▶ **Data shown**:
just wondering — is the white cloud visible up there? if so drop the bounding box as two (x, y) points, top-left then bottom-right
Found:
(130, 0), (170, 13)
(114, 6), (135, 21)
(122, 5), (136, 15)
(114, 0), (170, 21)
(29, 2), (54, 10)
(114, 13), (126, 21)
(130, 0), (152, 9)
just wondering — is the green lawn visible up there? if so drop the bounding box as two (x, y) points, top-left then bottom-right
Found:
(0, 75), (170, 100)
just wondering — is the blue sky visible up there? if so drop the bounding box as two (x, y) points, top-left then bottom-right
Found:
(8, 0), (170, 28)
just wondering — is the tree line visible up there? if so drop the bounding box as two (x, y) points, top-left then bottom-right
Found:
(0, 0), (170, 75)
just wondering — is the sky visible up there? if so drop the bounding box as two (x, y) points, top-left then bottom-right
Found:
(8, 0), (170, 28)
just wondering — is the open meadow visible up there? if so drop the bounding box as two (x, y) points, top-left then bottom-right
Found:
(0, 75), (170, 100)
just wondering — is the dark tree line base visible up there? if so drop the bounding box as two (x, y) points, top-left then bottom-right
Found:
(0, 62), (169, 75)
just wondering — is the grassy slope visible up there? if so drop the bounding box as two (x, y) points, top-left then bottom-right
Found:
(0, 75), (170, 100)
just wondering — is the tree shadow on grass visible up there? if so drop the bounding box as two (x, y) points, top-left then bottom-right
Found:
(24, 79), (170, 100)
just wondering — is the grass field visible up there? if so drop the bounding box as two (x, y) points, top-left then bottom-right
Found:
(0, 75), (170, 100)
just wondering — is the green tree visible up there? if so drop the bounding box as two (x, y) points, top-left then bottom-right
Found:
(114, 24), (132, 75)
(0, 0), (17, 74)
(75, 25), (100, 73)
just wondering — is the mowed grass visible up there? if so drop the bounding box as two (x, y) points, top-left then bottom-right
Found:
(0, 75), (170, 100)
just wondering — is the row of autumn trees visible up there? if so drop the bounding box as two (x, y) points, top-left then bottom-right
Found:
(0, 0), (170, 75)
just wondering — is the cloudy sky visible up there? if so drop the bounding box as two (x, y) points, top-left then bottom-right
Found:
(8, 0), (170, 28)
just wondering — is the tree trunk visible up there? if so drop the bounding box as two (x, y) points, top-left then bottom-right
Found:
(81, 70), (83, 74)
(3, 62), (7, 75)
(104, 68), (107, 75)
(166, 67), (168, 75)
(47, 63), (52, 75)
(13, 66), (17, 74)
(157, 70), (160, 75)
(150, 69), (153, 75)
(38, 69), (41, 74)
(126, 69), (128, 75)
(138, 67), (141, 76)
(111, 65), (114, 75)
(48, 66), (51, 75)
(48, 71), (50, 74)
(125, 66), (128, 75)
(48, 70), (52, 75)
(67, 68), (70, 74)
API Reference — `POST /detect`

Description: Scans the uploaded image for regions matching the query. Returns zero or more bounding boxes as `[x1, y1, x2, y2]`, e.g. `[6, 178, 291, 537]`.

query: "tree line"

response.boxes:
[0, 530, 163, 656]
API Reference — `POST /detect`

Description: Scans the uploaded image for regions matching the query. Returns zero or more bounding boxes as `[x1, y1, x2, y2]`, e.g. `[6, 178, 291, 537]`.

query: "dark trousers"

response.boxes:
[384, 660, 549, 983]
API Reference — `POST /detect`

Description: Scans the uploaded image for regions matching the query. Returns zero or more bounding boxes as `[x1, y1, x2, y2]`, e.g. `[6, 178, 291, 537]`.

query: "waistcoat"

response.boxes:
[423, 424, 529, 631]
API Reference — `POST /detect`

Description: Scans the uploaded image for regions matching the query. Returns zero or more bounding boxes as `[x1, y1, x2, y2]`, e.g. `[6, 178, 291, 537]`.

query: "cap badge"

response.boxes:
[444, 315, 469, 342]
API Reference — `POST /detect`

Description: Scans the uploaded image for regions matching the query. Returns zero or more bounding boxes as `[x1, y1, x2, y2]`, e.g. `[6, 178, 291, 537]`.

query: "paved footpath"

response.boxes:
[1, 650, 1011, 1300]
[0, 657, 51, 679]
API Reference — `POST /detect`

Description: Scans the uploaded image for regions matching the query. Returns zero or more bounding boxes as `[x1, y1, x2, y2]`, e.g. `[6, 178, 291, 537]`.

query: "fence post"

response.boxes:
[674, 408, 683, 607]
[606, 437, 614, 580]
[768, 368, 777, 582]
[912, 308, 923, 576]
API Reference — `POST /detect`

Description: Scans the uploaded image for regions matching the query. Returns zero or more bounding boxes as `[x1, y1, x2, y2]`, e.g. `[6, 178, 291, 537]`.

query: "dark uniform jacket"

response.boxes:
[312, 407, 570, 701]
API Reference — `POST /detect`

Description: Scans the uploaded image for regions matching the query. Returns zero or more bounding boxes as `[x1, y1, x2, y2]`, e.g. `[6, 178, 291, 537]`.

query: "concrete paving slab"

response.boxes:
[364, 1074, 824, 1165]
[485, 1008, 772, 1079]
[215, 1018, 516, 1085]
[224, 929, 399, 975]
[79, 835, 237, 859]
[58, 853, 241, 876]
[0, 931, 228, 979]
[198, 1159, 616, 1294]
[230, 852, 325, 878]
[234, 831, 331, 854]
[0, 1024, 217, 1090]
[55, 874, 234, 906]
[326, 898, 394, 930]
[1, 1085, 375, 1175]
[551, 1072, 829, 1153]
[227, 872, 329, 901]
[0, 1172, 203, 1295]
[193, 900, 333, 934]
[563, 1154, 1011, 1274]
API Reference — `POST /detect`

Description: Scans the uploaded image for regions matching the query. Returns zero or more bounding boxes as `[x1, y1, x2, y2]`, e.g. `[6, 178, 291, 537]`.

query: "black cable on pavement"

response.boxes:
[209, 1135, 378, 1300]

▶ **Activity**: Every record needs to be written out again, exactly as it was given.

▶ **Response box**:
just wondering — is the white cloud visible up there? if so drop the bounding box as two (x, y) points, top-left then bottom-right
Found:
(130, 0), (170, 13)
(114, 6), (135, 21)
(122, 5), (136, 15)
(114, 0), (170, 21)
(29, 2), (54, 10)
(114, 13), (126, 21)
(130, 0), (152, 9)
just wondering — is the green lawn visible up there? if so drop the bounding box as two (x, y) points, top-left then bottom-right
Found:
(0, 75), (170, 100)
just wondering — is the blue sky visible up there? if so drop the bounding box as two (x, y) points, top-left then bottom-right
Found:
(8, 0), (170, 28)
just wondering — is the tree line visible up there? if so drop the bounding box as two (x, y) points, top-left then bottom-right
Found:
(0, 0), (170, 75)
just wondering — is the sky visible up there? if so drop the bounding box as two (x, y) points, top-left then bottom-right
Found:
(8, 0), (170, 28)
just wondering — is the open meadow visible up there? if so drop the bounding box as two (x, y) points, top-left then bottom-right
Found:
(0, 75), (170, 100)
just wondering — is the dark tree line base visible up there? if so drop the bounding box as two (x, y) points, top-left then bottom-right
Found:
(0, 62), (169, 75)
just wondering — is the grassy slope visible up there? if so drop the bounding box as two (x, y) points, top-left then bottom-right
Found:
(0, 75), (170, 100)
just wondering — is the tree shadow on grass visible up there? if so drop the bounding box as two (x, y) points, top-left then bottom-right
Found:
(24, 79), (170, 100)
just wondering — is the grass field visible up there? if so drop the bounding box as two (x, y) points, top-left then bottom-right
Found:
(0, 75), (170, 100)
just wondering — is the green tree visible up there? if so drop the bounding box as two (x, y) points, top-left then bottom-right
Found:
(114, 24), (132, 75)
(0, 0), (17, 74)
(75, 25), (100, 73)
just wondering — is the mowed grass visible up there? if so drop the bounding box as two (x, y) points, top-left then bottom-right
Found:
(0, 75), (170, 100)
just wondering — is the row of autumn trees visible up there? if so drop the bounding box as two (x, y) points, top-left then bottom-right
Found:
(0, 0), (170, 75)
just wondering — is the cloudy sky visible up there? if so drop the bounding box as two (x, y) points, top-left then bottom-right
Found:
(8, 0), (170, 28)
just wondering — is the tree trunk visible up there? if so drop the bounding box as two (x, y) points, top-left then bottom-right
Found:
(81, 70), (83, 74)
(3, 62), (7, 75)
(104, 68), (107, 75)
(166, 67), (168, 75)
(47, 63), (52, 75)
(13, 66), (17, 74)
(157, 70), (160, 75)
(150, 69), (153, 75)
(38, 69), (41, 74)
(126, 69), (128, 75)
(138, 67), (141, 76)
(111, 65), (114, 75)
(48, 66), (51, 75)
(48, 71), (50, 74)
(125, 66), (128, 75)
(48, 70), (52, 75)
(67, 68), (70, 74)
API Reference — `POST /detect`

Description: Scans the uploaded image for regions matching the query. Returns zero or more bounding boxes as `[x1, y1, x2, y2]`, e.g. `[6, 178, 291, 537]`.

query: "tree line"

response.boxes:
[0, 530, 163, 656]
API Reference — `POST /detect`

Description: Scans the uploaded image for regions matching the query. Returns zero or more bounding boxes as `[x1, y1, x2, y2]`, e.g. `[6, 178, 291, 537]`.

query: "dark trousers"

response.boxes:
[384, 660, 549, 983]
API Reference — `POST /detect`

Description: Scans the uploaded image for regions matching the query. Returns zero or more bounding boxes as `[x1, y1, x2, y2]`, e.g. `[6, 178, 291, 537]`.

query: "waistcoat"

response.boxes:
[423, 424, 529, 631]
API Reference — `POST /detect`

Description: Scans the uploaded image for regions matching the query. Returns zero or more bounding boxes as `[x1, y1, x2, y2]`, e.g. `[6, 178, 291, 537]`.

query: "cap badge"

response.boxes:
[444, 315, 469, 342]
API Reference — `POST /detect`

Description: Scans the uploaded image for regions matching the query. Returns zero or more bounding boxes as `[x1, y1, x2, y2]`, e.g. `[6, 178, 291, 537]`.

query: "paved footpath"

response.boxes:
[1, 650, 1011, 1300]
[0, 657, 51, 679]
API Reference — `POST /detect`

Description: Scans the uploaded image for regions matching the query. Returns zero or more bounding boxes as `[x1, y1, x2, y2]`, e.g. `[6, 178, 291, 537]`.

query: "fence post"

response.boxes:
[674, 408, 683, 607]
[606, 437, 614, 580]
[768, 368, 777, 582]
[912, 308, 923, 576]
API Reference — `POST /detect`

Description: Scans the uploaded image for regions matching the query. Returns zero or more bounding boxes as `[x1, y1, x2, y2]`, e.g. `[6, 178, 291, 537]`.

query: "dark uniform jacket"

response.boxes:
[312, 407, 570, 701]
API Reference — `POST /detect`

Description: Scans the uploaded image for regions matching the query. Returns zero or more bounding boxes as `[x1, y1, x2, y2]`, e.g. `[6, 178, 291, 537]`.

query: "concrete paving slab"

response.boxes:
[364, 1074, 824, 1165]
[485, 1008, 772, 1079]
[215, 1018, 516, 1085]
[224, 929, 399, 975]
[79, 835, 237, 859]
[58, 853, 241, 876]
[0, 931, 228, 979]
[198, 1159, 616, 1294]
[230, 852, 325, 878]
[234, 831, 331, 854]
[0, 1024, 217, 1090]
[55, 874, 234, 906]
[326, 898, 394, 930]
[1, 1085, 375, 1175]
[551, 1072, 829, 1153]
[227, 872, 329, 901]
[0, 1172, 203, 1295]
[193, 900, 333, 934]
[563, 1154, 1011, 1274]
API Reference — `POST /detect`

Description: Scans the uploaded image for regions matching the query. Returns zero or more bounding boxes as `[x1, y1, x2, y2]`, e.g. `[6, 178, 291, 537]`.

query: "black cable on pavement"

response.boxes:
[209, 1135, 378, 1300]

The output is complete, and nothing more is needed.